■ Required action ■
I need every line that includes the word "below" copied from the material.

■ Records to use ■

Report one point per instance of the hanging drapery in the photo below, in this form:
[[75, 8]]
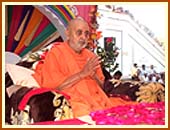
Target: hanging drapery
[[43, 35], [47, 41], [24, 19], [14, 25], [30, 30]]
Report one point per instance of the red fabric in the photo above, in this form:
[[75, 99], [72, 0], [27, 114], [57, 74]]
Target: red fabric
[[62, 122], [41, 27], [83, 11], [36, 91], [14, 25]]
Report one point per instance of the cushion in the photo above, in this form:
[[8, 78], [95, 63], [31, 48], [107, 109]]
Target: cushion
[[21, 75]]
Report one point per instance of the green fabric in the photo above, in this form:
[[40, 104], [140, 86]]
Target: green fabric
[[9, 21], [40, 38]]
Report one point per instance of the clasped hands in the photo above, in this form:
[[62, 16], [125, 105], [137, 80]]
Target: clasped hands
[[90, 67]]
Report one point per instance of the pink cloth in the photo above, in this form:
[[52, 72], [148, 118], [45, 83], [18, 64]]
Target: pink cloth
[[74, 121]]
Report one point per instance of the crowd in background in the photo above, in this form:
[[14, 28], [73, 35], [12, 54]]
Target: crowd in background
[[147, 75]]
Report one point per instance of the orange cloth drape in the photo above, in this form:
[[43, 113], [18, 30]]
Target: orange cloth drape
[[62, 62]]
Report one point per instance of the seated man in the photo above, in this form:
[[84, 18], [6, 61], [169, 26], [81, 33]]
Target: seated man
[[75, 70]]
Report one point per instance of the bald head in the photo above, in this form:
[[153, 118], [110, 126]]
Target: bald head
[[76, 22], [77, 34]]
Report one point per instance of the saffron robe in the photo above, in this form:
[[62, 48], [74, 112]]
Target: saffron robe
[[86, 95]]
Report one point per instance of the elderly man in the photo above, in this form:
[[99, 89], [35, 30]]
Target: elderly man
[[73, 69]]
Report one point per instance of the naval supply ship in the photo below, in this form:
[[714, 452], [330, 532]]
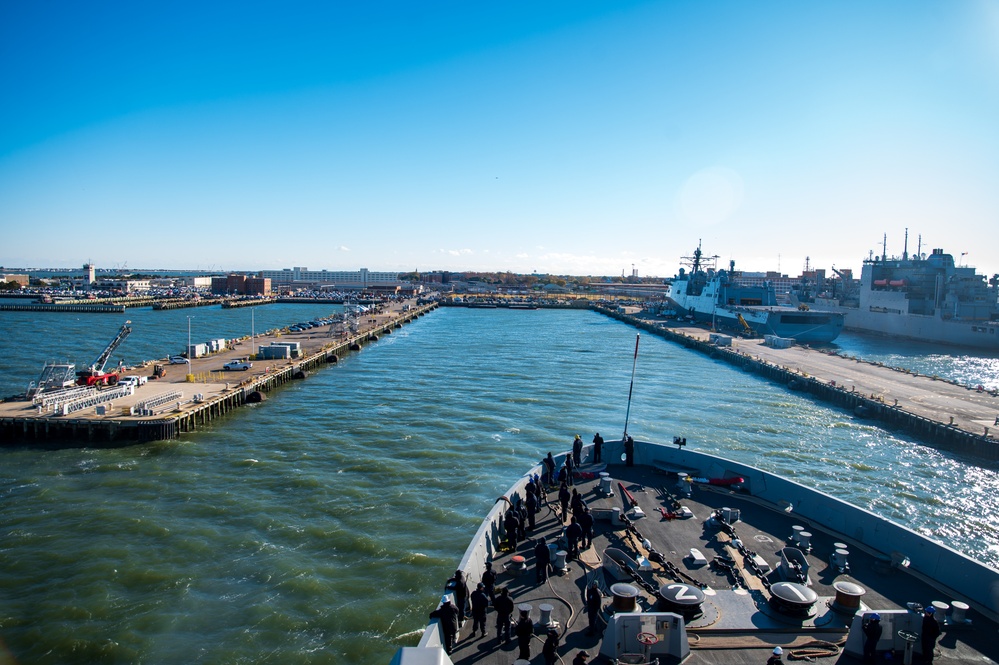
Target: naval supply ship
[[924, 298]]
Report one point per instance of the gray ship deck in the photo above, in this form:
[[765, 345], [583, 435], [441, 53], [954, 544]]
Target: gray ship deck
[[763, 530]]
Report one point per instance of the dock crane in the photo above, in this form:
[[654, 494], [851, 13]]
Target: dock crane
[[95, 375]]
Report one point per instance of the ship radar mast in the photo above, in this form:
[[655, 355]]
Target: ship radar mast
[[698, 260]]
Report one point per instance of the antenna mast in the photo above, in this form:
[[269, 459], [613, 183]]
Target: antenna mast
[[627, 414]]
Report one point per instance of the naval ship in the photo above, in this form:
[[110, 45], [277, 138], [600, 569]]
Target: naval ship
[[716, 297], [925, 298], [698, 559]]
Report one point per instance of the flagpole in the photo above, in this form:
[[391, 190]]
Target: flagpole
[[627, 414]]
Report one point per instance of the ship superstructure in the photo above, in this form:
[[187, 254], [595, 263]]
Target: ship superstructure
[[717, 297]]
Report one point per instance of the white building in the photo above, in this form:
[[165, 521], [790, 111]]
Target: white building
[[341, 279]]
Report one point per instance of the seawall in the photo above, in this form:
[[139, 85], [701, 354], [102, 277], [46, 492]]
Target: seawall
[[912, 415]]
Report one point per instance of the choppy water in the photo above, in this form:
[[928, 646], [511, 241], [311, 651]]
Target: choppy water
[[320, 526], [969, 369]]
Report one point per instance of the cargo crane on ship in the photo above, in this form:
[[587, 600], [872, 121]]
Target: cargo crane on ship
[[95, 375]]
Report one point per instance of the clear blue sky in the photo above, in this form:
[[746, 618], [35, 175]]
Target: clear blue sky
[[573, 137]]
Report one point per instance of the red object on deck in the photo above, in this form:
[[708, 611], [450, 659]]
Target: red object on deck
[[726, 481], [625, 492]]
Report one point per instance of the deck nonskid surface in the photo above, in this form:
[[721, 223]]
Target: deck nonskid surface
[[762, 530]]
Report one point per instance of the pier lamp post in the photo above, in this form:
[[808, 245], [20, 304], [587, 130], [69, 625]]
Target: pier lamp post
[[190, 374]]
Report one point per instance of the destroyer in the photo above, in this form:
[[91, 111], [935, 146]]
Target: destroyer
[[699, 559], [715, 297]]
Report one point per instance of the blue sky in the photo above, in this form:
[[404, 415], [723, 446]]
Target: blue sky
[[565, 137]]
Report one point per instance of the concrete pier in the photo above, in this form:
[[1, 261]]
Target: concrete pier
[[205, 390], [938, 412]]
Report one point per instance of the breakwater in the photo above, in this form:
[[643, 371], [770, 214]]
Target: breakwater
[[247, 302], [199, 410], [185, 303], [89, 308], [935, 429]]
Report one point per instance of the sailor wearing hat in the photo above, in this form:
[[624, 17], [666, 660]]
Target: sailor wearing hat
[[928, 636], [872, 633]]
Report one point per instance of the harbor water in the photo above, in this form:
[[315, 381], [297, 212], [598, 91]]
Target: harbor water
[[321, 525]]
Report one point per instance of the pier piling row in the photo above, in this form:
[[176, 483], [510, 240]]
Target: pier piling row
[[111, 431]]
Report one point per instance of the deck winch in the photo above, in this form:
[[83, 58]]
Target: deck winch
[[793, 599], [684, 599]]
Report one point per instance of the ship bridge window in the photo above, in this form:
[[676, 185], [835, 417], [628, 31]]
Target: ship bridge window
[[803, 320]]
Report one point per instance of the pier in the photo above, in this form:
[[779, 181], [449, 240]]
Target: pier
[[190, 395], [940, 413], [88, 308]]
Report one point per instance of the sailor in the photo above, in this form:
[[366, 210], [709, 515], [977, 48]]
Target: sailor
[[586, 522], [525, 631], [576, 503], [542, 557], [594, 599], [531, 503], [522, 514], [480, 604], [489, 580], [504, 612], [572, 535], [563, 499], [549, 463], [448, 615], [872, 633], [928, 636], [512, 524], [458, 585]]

■ Response to this exercise ■
Report one point per instance of the hanging drapery in the photo below, in this form:
Report one point per instance of the naval supply ship in the photo below, in this form:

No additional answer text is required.